§ **Required work**
Where an entry below contains an image, skip the image and copy the rest exactly.

[Extracted records]
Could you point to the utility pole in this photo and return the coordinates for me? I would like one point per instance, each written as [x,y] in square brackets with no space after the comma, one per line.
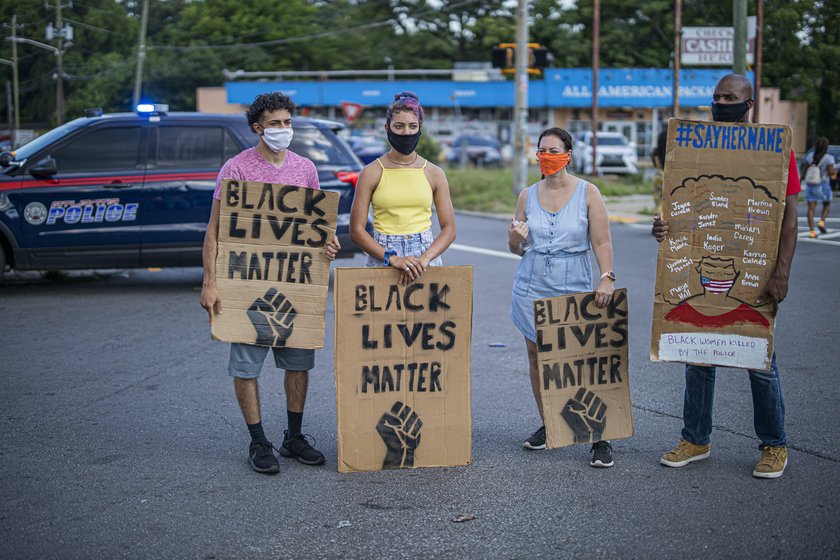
[739,23]
[520,109]
[59,66]
[15,87]
[677,52]
[141,55]
[759,36]
[596,63]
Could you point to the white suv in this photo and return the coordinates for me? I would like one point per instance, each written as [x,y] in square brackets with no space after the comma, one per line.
[615,154]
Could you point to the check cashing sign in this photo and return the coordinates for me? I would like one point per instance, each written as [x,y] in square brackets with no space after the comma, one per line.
[271,268]
[724,199]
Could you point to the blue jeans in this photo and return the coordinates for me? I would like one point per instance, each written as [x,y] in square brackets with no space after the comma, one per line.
[768,405]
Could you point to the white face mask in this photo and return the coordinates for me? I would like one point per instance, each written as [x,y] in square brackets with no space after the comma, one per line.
[277,139]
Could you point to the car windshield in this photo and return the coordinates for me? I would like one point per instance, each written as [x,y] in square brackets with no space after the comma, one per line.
[321,146]
[29,149]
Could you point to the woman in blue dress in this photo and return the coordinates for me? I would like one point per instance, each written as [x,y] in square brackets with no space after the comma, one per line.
[558,221]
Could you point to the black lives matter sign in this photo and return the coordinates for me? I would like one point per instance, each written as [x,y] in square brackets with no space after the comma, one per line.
[271,268]
[402,368]
[583,368]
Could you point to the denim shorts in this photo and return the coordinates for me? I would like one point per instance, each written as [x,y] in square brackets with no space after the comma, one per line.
[413,244]
[246,359]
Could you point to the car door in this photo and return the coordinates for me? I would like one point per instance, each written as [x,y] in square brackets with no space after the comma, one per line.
[86,214]
[184,161]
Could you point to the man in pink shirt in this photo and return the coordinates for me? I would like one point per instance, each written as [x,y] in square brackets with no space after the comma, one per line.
[270,161]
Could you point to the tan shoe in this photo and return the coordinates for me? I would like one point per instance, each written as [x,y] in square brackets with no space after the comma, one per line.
[684,453]
[772,463]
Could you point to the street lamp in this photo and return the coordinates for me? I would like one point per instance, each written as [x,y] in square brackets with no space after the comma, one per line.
[59,72]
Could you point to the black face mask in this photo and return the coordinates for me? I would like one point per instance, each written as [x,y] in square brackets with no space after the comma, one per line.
[729,112]
[403,143]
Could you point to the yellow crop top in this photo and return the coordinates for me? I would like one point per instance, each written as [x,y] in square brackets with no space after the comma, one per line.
[402,201]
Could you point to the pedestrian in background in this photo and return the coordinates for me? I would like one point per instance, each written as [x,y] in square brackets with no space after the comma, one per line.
[818,169]
[401,186]
[558,221]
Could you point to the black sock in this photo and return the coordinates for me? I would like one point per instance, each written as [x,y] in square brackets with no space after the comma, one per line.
[256,431]
[295,422]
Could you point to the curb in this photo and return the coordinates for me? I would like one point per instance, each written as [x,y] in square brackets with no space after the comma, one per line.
[620,219]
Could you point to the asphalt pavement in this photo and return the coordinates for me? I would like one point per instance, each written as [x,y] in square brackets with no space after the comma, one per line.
[120,436]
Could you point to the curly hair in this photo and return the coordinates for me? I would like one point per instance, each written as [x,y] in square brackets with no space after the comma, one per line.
[274,101]
[407,101]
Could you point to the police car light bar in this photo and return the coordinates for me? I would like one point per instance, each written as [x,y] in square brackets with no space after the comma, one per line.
[152,108]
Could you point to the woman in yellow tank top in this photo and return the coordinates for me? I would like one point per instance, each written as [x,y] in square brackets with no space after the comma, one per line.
[401,186]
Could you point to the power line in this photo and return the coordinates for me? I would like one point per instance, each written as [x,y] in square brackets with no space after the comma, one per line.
[390,21]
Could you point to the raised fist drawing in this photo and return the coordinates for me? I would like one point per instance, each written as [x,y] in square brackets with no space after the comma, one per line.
[586,416]
[272,316]
[400,430]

§ **Answer**
Could you point to the utility pole in this photo and return the coordinates for me? I would like one point per instance, each written as [x,y] in square brackets with no space after the comma, one per line.
[739,23]
[520,109]
[59,66]
[15,87]
[677,52]
[141,55]
[759,36]
[596,63]
Could you point to the white suv in this photo and return the coordinates for me? I would like one point per instance, each written as [x,y] in square brackets with no space after the comma, one per line.
[615,154]
Could you point to the check cashing sign in this photo and return the coordinates for me? I would like one point per instance, each written as [x,y] in square brackets with no space after the comma, one per line.
[271,268]
[724,199]
Could you point to the blue jeans in this photo and return the coordinates for me? I would like one point per instance, each written as [x,y] in square brackets with no space after the comma, one per line.
[768,405]
Could you point to the white face mask in this photo and return the coordinates for me? I would like one point per instance, each written as [x,y] in square brackets with no space after the comma, one per line.
[277,139]
Could you point to the car windshield in this photo and return the coordinates for me? I would like one point per instance, each written as [x,y] in square brackets with no space after the comma, one per line.
[321,146]
[29,149]
Could you point to the woman in blue dress in this photo and return the coordinates for me? I would like one point per instance, each written as [x,y] in square brackets with no space after the comma, one per line.
[558,221]
Could you point to the black lives matter sign in this photo and return the coordinates for me? I would like one point per instance, each written as [x,y] in square brackets with no space after the comma, one per line.
[271,268]
[402,368]
[583,368]
Could you point to the denim shorts in this photo and return the coordinates for me? I would like one point per instance, each written as [x,y] in square brackets with no space after the comma, one per line.
[413,244]
[246,359]
Could you point to the car door in this photo and return the coordinates for me? I would like one point per instance, each written as [x,y] in square brackets with no space after the comma, one per line.
[86,214]
[184,161]
Could you point to the man in pink shirt in this photo and return the coordinates for me? I would like one point per instance, each written as [x,y] in square brackets with no space after the comma, one per line.
[270,161]
Could you point to the tan shoe in this photo and return the coordinates for me? I would like one point per instance, each written as [x,y] in square brackets with no space after the comma, one per line.
[684,453]
[772,463]
Could you point to the street lamp in this photo and return the coordinates for me? I would like one point per instance, each written as [x,y] in square brackets with no space after the comma, one per line.
[59,72]
Could you point to the black face mask in this photo and return the coordinates for me? I would like one point per instance, each written as [x,y] in square brackets with no space after the comma, one per line.
[729,112]
[403,143]
Could you point to the yellow crop top in this photo and return the coordinates for me? I would like one point per instance, each written as [x,y] in square brackets with no space after the comma, one per line.
[402,201]
Could you point to the pedestrian in background in this photo and return the coordinates for me? I would like one point per instance, each written as [x,y] in square brackets with no space after the comma, one per line.
[818,169]
[401,186]
[558,221]
Could you point to the black sock in this photo and return the coordinates for me? I would like one point per instance, each written as [x,y] in square brackets with no space after the comma, one per line.
[256,431]
[295,422]
Could you point to the curb in this photo and return the coordinates for me? I would like one point per instance, each written as [x,y] in square brackets with no space after the comma, one per line.
[620,219]
Could you point to the asphalt pavement in this photo and return the coordinates for me? I would like one point per instance, each written as [x,y] in square brackets with no space after the comma, one per line.
[120,436]
Could you point to the curly hair in this photo and return the coordinates for me? I would like one point per instance, each written as [x,y] in square brackets with no space after the comma, one per line.
[274,101]
[407,101]
Could you point to the police car light bar in this photo and return the coordinates for me? I would like one point per instance, each written as [x,y] in square brackets with no space after the comma, one per line.
[152,108]
Could you point to the woman in yellow tank top in this photo and return the coordinates for me? I would like one point per instance, each written as [x,y] in square brackets with no space after the comma, one per line.
[401,186]
Could you point to the power line in this photo and return the coordinates for me? I would like one point per instance, each written as [x,y] in square brackets with no space after the comma, one per line.
[390,21]
Could you point to the raised fist drawing in this photo and return the coordinates for me? I would like one point per instance, each written as [x,y] in square brackets with no space after the comma, one per line.
[586,416]
[272,316]
[400,430]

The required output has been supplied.